● Texto fornecido
● ● ● ● ●

As caixinhas dos estereótipos são limitadoras mas também são confortáveis: sabes o que esperar, não há surpresas. Mesmo que decidas contrariar algumas coisas, há uma linha condutora de referência. Quando sais fora destas caixas, as pessoas na sociedade no geral ficam muito confusas, não te percebem, então querem pôr-te à margem, para não destabilizares a ordem.

Muitos homens também têm falta de empatia, porque não vivem a realidade de ser mulher e têm dificuldade em imaginar.

Consideras imperativo que os homens se insurjam contra a desigualdade de género?

Claro, só têm a ganhar com isso. Os homens também sofrem muito com a imposição de uma masculinidade que lhes limita a liberdade de expressão e a saúde. A maior taxa de suicídio recai sobre os homens. O Nelson Marques tem um livro muito bom onde aborda essa questão, chamado "Os homens também choram".

Por que motivo muitos não o fazem? Achas que existe vergonha em assumir esta posição ou que, por outro lado, muitos homens simplesmente ainda não compreendem a importância de serem feministas?

● ● ● ● ●

● Dados extraídos
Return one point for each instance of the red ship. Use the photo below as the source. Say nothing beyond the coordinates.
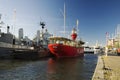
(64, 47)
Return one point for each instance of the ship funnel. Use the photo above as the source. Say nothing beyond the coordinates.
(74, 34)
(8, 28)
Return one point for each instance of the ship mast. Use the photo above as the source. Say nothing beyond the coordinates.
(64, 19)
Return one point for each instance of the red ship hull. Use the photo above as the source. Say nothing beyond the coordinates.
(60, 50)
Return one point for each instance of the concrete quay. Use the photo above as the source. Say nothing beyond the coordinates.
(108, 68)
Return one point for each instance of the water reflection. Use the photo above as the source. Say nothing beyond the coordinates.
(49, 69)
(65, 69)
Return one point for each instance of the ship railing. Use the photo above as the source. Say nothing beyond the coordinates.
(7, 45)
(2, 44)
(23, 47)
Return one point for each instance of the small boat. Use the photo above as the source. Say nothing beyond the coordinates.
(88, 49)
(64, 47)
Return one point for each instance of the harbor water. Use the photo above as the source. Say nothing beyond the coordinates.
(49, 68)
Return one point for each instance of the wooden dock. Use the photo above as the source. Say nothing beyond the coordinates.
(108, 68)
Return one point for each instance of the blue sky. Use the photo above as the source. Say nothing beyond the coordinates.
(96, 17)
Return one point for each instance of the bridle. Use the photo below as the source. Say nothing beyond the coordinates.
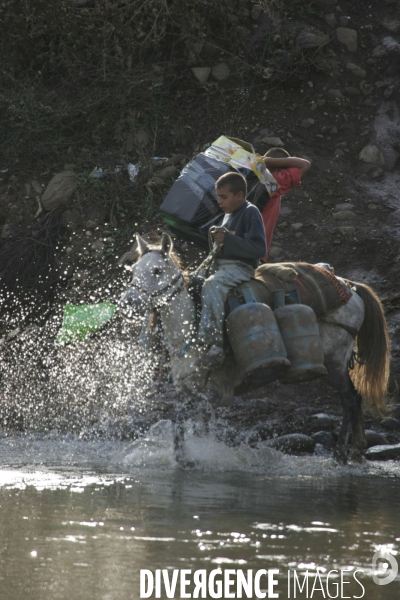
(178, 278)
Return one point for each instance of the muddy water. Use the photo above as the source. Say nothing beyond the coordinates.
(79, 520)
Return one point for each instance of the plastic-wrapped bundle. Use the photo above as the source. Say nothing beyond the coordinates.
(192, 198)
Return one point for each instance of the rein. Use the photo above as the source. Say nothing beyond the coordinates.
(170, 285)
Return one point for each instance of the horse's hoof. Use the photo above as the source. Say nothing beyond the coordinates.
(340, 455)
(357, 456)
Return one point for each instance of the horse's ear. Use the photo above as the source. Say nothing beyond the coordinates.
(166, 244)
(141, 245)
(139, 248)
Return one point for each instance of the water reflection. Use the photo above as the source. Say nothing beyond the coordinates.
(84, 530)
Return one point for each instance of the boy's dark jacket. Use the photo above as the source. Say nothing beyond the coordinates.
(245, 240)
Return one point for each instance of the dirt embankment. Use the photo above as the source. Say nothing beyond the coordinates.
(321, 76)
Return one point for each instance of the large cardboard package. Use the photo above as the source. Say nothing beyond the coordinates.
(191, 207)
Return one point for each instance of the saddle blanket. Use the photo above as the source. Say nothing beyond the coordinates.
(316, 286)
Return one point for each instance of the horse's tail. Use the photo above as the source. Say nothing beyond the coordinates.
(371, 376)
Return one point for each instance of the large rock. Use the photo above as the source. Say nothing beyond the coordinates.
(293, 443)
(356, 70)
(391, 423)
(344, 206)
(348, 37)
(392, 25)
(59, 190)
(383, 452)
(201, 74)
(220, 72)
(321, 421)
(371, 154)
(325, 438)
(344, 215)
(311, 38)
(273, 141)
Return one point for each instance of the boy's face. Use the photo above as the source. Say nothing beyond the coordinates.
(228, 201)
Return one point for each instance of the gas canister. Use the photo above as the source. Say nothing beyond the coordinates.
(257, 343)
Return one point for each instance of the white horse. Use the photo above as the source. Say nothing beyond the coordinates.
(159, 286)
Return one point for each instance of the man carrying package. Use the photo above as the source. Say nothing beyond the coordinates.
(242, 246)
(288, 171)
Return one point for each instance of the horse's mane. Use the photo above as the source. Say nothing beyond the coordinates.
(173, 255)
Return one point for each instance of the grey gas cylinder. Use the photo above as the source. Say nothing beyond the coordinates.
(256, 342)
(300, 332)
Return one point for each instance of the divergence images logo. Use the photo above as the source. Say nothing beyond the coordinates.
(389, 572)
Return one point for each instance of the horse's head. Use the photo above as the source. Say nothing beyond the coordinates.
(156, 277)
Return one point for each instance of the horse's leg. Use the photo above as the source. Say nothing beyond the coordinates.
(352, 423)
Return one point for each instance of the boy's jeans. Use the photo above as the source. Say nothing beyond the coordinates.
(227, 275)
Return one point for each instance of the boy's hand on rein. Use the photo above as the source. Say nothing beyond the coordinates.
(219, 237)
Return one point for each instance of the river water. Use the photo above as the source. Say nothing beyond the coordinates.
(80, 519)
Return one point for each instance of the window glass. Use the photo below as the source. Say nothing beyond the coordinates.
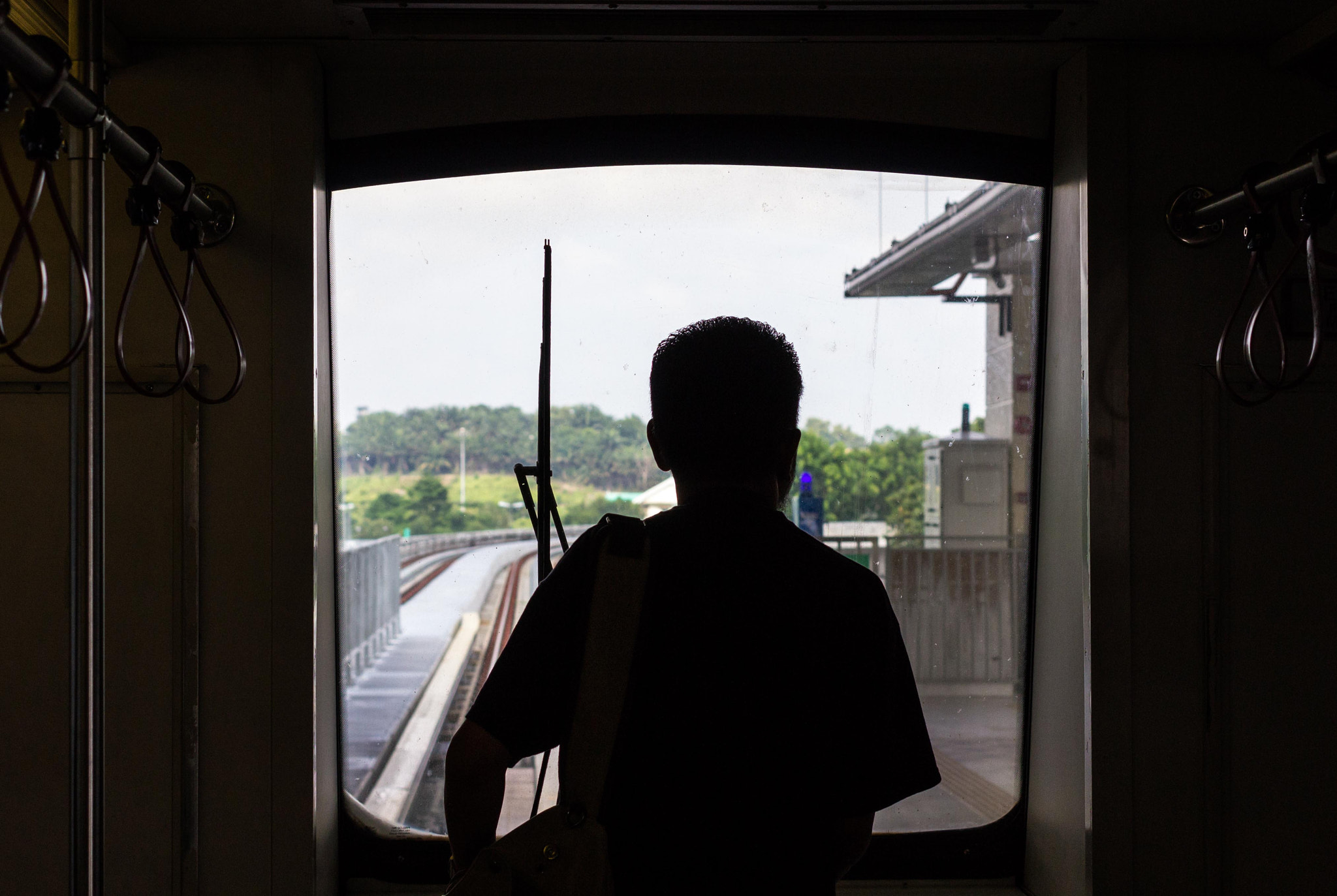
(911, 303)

● ● ● ● ●

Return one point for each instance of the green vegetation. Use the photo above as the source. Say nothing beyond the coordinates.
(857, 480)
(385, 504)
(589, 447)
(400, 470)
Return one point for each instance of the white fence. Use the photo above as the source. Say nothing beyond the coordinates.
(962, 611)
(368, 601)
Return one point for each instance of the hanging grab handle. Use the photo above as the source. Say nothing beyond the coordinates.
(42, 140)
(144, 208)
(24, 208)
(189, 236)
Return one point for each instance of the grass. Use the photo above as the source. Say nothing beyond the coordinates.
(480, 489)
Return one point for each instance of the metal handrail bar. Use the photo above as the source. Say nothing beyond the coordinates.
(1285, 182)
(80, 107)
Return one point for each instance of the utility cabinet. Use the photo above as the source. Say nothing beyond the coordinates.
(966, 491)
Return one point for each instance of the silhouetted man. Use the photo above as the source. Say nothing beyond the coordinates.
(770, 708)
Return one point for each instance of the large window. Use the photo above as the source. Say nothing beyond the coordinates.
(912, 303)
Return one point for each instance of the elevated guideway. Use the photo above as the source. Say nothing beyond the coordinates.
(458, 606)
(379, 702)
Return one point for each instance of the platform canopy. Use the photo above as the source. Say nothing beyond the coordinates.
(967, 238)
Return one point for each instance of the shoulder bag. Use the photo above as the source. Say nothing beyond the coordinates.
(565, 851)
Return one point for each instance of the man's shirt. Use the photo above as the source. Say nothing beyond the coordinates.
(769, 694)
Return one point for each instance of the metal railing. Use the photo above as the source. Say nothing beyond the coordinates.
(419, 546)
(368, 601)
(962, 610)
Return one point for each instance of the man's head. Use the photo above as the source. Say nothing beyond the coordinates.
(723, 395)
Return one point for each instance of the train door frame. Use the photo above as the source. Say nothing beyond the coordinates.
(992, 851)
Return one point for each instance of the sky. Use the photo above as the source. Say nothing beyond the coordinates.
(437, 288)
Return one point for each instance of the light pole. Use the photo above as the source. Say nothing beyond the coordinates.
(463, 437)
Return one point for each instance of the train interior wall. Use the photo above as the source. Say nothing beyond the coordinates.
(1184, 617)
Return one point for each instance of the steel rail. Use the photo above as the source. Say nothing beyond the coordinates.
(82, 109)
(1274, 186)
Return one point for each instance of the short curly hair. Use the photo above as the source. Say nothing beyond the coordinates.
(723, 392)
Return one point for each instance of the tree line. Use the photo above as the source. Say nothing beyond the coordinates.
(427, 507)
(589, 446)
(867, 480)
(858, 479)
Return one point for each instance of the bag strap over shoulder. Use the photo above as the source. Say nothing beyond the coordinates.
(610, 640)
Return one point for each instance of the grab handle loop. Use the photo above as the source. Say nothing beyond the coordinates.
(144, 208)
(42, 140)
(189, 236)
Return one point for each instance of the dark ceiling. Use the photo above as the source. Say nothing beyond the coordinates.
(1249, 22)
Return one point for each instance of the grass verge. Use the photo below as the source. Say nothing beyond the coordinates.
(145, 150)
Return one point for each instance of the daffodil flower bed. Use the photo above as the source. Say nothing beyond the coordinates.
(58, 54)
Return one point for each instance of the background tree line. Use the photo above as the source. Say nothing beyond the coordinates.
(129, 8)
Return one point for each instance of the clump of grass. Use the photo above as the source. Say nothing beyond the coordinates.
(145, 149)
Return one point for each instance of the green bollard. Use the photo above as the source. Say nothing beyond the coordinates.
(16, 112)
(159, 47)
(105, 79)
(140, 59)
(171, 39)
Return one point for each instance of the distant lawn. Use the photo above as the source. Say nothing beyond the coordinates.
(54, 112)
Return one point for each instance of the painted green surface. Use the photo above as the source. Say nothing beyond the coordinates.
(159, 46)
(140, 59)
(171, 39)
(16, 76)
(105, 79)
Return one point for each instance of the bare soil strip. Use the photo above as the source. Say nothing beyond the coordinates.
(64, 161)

● ● ● ● ●

● Problema
Altere o trecho do texto sobre desigualdade de género que vai de "Consideras imperativo que" até "de serem feministas?", substituindo "livro" por "ensaio".

● Resolução
Consideras imperativo que os homens se insurjam contra a desigualdade de género?

Claro, só têm a ganhar com isso. Os homens também sofrem muito com a imposição de uma masculinidade que lhes limita a liberdade de expressão e a saúde. A maior taxa de suicídio recai sobre os homens. O Nelson Marques tem um ensaio muito bom onde aborda essa questão, chamado "Os homens também choram".

Por que motivo muitos não o fazem? Achas que existe vergonha em assumir esta posição ou que, por outro lado, muitos homens simplesmente ainda não compreendem a importância de serem feministas?